▸ Work instructions
1. In the PCI bus discussion, why didn't the writer expect the patch to change the behavior, and what was it meant to show? Answer in one to three sentences.
2. Pick up the PCI bus discussion from the point where it stops.

# START OF Selection

That makes sense.  It sounds like there are two conventional PCI
slots?  I think it's also a minor platform bug that the 00:1c.2 root
port advertises a slot.  1c.2 is connected to a system-integrated
device, i.e., 03:00.0, not a slot.  This might cause pciehp to claim
1c.2 when it shouldn't.  But that's unrelated to the current issue, of
course.

> I posted the output of DMESG with your patch (in 4.4.0) to the bugzilla
> https://bugzilla.kernel.org/show_bug.cgi?id=110851
> 
> It produced a fair bit of output but doesn't look like the card was
> recognised. At least modprobe'ing bttv with the right parameters didn't
> yield the right response.

I only added printks, so I didn't expect it to change the behavior.  I
just wanted to confirm that we are scanning the bus and device numbers
where we expect the bttv devices to be, and we are.  I think your bttv
card includes these devices:

  04:01.0 PCI-PCI bridge (Hint Corp)

# END OF Selection
# START OF Dataset excerpts

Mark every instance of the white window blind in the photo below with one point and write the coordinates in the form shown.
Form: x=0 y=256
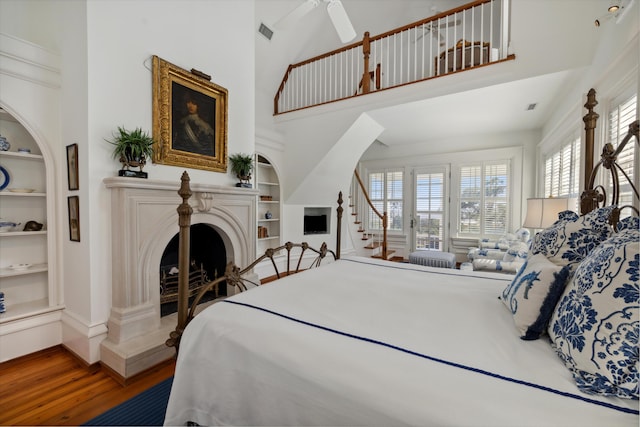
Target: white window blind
x=484 y=199
x=562 y=170
x=622 y=114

# END OF Dataset excerpts

▸ Task responses
1. The patch only added printks, so it wasn't meant to change behavior. It was meant to confirm that the bus and device numbers where the bttv devices are expected to be were being scanned, and they were.

2.
  05:0c.0 bt878
  05:0c.1 bt878
  05:0d.0 bt878
  ...
  05:0f.1 bt878

For conventional PCI, I think the device number is determined by the
slot wiring.  That affects the device number of the Hint Corp bridge,
so if you move it between slots, it should change from device 01 to
something else.

The device and function numbers of the bt878 devices are determined by
wiring on the card, so those should be the same between machine A and
B.  These are 5- and 3-bit fields, respectively, so 0c.0 means we have
01100 000 encoded into an 8-bit devfn as 0110 0000 or 0x60.  When we
tried to read the vendor & device ID from 0c.0, we got no response
from the device:

  pci_bus 0000:05: pci_scan_slot 60
  pci_bus 0000:05: pci_scan_single_device 60
  pci_bus 0000:05: pci_scan_device 60
  pci_bus 0000:05: pci_bus_read_dev_vendor_id 60 0xffffffff

I'm out of ideas.  Other cards work in this slot; it's only the bttv
card that doesn't work.  So it seems like it must be something about
that card that's different.

Maybe somebody on the list will have more ideas?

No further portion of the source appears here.